◆ GIVEN INSTRUCTION
Extract exactly and only the lines of the data below, starting at the line with "In this exercise you will mark the polaris" and stopping after the final line.

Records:
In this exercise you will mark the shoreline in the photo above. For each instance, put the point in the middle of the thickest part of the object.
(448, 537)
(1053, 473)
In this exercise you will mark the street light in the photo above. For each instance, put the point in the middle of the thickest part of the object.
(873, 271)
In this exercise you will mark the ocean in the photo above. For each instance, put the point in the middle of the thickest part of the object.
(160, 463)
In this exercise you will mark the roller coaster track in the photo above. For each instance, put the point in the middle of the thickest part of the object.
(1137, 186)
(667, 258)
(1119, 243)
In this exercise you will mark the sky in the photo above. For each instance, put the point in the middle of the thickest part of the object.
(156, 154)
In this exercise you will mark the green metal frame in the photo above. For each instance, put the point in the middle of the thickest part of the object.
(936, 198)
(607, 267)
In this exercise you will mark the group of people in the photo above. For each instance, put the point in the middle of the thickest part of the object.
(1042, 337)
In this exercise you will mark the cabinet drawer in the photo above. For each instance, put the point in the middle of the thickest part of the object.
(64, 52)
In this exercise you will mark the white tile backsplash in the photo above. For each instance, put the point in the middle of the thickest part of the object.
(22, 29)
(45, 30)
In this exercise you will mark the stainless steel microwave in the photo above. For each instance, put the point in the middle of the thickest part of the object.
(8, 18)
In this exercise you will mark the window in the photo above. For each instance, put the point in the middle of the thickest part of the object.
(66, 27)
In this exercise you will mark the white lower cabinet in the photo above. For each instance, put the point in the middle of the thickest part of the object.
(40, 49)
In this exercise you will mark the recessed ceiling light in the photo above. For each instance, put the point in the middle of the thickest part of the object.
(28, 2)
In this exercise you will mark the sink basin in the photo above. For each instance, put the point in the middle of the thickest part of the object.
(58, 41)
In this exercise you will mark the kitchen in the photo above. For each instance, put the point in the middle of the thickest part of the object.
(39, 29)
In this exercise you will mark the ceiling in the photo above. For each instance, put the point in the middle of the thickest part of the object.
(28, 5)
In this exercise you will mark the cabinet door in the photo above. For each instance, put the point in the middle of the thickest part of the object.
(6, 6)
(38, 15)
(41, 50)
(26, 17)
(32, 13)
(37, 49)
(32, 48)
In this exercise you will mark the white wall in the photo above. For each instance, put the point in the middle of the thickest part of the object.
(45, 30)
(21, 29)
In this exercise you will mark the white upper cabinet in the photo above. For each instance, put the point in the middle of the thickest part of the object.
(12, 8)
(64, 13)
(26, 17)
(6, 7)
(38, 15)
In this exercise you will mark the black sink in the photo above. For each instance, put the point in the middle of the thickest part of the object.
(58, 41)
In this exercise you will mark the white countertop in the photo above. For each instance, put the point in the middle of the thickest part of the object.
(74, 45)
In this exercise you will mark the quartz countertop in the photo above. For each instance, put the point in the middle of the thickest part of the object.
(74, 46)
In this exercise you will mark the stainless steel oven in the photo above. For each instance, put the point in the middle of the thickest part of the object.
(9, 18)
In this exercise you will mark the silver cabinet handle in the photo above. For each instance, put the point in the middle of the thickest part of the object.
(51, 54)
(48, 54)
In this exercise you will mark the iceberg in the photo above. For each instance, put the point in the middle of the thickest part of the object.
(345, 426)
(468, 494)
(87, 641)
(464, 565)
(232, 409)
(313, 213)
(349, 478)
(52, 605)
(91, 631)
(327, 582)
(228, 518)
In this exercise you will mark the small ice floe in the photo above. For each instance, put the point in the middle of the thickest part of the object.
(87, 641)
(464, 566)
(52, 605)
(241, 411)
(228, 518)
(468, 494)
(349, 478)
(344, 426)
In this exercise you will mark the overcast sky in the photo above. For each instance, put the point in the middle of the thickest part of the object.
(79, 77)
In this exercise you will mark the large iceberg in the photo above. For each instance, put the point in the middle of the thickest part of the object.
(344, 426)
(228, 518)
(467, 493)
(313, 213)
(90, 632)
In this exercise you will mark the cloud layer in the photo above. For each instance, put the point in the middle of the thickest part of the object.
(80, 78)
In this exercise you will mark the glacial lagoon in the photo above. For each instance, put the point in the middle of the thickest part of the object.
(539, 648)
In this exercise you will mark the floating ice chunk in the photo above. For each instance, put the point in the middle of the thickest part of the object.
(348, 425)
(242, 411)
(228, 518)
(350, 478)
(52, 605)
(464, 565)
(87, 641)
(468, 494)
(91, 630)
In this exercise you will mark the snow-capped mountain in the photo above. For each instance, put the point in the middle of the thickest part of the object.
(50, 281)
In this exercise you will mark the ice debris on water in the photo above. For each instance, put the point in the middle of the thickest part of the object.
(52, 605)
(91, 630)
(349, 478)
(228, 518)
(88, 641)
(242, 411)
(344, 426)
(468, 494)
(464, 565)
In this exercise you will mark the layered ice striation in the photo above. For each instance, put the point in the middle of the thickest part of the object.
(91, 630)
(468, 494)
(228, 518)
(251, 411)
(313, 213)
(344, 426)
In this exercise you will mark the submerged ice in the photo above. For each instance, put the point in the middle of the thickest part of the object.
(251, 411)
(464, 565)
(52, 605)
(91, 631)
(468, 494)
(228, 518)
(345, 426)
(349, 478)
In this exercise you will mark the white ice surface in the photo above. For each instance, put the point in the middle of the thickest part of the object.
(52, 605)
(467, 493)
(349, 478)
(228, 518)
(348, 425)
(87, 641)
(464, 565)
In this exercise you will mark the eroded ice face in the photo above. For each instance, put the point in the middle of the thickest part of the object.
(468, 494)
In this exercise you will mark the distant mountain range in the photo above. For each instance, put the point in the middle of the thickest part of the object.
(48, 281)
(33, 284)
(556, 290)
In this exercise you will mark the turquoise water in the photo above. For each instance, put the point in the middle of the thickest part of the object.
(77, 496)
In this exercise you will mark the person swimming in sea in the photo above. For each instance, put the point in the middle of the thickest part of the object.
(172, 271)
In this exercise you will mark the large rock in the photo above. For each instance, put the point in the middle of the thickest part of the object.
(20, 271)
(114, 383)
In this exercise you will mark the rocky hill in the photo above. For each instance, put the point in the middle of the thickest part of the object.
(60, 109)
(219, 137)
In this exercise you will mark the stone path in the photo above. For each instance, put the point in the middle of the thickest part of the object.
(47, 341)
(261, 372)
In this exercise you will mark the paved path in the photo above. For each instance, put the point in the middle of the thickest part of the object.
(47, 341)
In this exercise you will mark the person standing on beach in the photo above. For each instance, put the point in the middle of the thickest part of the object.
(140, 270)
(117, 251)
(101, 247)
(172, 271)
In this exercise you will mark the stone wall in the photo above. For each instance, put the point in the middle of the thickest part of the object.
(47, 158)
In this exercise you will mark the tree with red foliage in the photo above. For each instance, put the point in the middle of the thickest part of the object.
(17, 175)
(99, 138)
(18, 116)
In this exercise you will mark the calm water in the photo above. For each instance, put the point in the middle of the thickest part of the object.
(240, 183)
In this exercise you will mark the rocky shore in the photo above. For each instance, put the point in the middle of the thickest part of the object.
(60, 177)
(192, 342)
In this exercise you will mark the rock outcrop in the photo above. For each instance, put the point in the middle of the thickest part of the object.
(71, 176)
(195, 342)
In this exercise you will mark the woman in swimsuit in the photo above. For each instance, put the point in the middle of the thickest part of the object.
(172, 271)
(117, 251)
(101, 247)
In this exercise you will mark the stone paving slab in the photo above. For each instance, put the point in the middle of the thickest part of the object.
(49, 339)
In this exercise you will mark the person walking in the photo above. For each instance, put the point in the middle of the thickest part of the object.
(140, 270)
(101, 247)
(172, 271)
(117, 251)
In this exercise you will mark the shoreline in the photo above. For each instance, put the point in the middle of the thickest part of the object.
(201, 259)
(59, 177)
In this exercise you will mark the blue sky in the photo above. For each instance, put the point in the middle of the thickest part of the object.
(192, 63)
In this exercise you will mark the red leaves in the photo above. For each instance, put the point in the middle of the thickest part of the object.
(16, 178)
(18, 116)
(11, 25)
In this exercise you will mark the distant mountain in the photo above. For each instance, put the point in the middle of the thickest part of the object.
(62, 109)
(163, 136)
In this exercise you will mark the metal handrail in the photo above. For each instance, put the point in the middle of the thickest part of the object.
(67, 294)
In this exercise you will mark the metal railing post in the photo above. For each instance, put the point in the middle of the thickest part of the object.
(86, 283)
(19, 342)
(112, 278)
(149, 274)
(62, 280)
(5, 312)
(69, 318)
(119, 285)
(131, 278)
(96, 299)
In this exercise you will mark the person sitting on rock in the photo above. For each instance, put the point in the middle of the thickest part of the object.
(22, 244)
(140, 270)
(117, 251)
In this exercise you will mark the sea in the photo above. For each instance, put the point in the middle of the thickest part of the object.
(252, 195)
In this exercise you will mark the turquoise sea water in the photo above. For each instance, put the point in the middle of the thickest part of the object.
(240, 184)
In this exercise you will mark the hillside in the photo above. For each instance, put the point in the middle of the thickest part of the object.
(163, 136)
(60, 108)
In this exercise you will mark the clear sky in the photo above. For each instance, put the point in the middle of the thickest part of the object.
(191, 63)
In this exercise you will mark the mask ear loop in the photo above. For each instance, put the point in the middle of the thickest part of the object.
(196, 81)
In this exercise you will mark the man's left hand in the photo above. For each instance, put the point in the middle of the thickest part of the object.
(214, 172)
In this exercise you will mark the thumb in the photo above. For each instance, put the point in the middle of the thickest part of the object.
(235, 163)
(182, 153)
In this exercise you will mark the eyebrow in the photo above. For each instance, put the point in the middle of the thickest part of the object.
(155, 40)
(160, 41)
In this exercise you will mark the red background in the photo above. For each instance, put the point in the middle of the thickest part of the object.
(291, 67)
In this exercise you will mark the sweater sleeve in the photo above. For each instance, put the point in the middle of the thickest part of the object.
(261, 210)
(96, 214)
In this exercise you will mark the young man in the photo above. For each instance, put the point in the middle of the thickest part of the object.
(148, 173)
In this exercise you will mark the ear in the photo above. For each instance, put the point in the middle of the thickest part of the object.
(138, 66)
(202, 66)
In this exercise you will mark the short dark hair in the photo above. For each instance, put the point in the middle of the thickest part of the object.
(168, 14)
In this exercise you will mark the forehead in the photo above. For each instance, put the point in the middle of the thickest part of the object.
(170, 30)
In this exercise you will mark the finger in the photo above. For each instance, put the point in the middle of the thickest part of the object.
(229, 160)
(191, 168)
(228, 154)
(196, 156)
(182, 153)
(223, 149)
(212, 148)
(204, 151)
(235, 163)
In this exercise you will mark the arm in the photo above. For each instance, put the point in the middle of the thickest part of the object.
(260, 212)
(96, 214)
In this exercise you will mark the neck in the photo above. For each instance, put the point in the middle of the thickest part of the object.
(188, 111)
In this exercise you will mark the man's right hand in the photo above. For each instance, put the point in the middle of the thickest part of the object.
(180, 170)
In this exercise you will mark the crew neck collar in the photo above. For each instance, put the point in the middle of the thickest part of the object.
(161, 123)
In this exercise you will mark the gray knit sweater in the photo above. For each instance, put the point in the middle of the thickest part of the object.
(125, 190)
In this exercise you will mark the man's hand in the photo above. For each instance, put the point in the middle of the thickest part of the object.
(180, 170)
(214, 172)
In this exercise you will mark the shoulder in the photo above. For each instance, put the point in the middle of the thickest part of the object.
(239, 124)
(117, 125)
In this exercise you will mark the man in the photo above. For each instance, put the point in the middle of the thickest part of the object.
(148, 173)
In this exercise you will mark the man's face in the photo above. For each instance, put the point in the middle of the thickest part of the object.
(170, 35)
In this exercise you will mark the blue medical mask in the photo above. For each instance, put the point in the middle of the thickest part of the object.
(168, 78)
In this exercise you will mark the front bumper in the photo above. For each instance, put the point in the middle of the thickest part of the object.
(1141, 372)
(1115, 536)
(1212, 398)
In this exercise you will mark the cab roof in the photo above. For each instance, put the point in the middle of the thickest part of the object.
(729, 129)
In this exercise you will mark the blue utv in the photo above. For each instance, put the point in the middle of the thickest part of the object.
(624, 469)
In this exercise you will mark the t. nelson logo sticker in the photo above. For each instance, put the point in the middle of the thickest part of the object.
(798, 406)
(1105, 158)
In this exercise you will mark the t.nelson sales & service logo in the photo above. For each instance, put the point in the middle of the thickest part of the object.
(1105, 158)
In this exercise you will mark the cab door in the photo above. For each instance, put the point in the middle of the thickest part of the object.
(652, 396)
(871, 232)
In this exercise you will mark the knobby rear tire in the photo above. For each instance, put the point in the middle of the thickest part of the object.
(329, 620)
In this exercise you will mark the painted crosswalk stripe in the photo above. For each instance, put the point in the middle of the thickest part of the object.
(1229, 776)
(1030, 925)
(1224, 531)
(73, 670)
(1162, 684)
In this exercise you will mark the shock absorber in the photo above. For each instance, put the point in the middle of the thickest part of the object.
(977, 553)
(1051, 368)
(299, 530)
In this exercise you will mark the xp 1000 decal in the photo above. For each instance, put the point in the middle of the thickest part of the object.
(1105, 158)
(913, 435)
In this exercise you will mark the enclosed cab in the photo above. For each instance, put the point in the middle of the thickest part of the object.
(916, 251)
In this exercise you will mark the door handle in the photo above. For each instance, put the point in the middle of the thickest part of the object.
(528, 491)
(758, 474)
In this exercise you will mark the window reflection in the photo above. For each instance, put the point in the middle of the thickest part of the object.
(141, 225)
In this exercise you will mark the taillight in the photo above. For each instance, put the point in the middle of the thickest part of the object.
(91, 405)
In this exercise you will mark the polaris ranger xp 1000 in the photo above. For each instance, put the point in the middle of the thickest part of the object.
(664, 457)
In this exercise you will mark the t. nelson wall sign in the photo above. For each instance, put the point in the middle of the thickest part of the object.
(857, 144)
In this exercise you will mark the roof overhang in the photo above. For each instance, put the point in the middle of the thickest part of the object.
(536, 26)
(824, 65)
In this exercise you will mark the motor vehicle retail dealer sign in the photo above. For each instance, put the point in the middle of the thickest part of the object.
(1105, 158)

◆ RESPONSE TO THIS TASK
In this exercise you will mark the polaris ranger xp 1000 in the photo above. For each instance, put the point in the middle of the thickest part of the object.
(664, 457)
In this exercise you will mark the t. nelson wall sign in the photo above. For each instance, put the point in the middle of the thickest part of the object.
(857, 144)
In this exercise you will mark the roof overhang in the photo above. For each instance, put the point in the middle of the thickest part of the object.
(536, 26)
(824, 65)
In this exercise you will mark the motor vehicle retail dealer sign in the photo above. For each instance, put the point in the middle of the thickest part of the object.
(1105, 158)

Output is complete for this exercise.